Each line below must be reproduced exactly, though the pictures are to be dropped.

MATERIAL FOR THIS TASK
────────
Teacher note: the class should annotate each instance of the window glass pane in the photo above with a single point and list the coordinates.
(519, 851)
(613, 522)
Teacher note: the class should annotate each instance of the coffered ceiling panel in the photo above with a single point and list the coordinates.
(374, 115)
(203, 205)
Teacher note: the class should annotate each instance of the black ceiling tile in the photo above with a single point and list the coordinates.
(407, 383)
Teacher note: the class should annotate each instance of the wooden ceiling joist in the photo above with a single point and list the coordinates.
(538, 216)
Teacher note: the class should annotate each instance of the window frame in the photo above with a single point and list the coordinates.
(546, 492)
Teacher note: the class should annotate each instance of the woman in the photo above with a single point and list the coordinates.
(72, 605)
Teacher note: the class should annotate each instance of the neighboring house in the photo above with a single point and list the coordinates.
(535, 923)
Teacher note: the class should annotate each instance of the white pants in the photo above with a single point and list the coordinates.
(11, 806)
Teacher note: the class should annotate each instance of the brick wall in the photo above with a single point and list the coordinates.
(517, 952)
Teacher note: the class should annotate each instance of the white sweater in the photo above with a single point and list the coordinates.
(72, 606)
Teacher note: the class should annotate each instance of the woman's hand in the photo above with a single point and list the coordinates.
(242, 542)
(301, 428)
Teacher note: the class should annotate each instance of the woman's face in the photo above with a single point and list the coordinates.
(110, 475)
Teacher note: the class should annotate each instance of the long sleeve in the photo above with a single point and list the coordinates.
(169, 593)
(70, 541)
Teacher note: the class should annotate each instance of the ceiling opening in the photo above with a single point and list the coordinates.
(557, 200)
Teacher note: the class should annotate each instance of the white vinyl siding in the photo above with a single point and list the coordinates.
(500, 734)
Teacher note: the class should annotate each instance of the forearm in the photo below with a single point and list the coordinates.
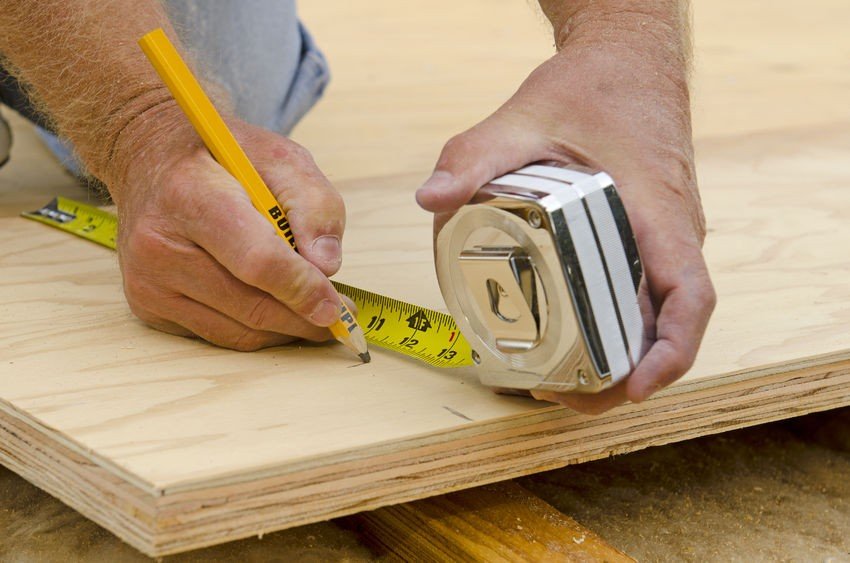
────────
YOUR RESPONSE
Teacher note: the class should annotate each instance of the window glass pane in the photo above with a single point and list the coordinates.
(519, 851)
(613, 522)
Teacher note: the class should annotate each instance of the coffered ceiling panel in the photo above with a single point and list the coordinates.
(374, 115)
(203, 205)
Teacher note: the class should annotate each instance of the black ceiling tile in the photo above with a single point and list the coordinates.
(407, 383)
Teacher note: the class should annotate each instance of the wooden ceiling joist in the photo above with a single point and list the coordinates.
(538, 216)
Teacher note: the class should annotate each instance of the window frame in the photo above with a single point and list the coordinates.
(546, 492)
Teacher note: the class should annotate each instance of the woman in the photo above with a single point and list the coordinates.
(72, 605)
Teacher note: the class should annotate each instance of the neighboring house in the photo above with a single point and list the coordinates.
(535, 923)
Teacher note: the class should annotate each instance of the white pants in the photo above with a single point and list the coordinates.
(11, 806)
Teacher note: the class should annotate each instance of the brick wall in the photo above with a single point and list the coordinates.
(517, 952)
Teacher note: the class should annotate each instance of the white sweater in the photo above with a single point and list the coordinates.
(72, 606)
Teacher note: the class should annotate each instance of the woman's hand in the photo above with a single point and list the coordinates.
(242, 542)
(301, 428)
Teacher note: the class should annotate each instance of the woman's face in the photo above with a single point and list the coordinates.
(110, 475)
Teacher note: the class should annotate each instance of the long sleeve in the photo above with a single point and list the coordinates.
(169, 593)
(70, 541)
Teacher note: the class should annotate each instance of the ceiling opening in the photo above with a single point and list the coordinates.
(557, 200)
Teacher note: the class should annotate each instance of the white vinyl siding in the photo above with a single point and list the coordinates.
(500, 734)
Teacher note: the class should annotate each instance of the forearm in the photo below with a single point and list the coordinates.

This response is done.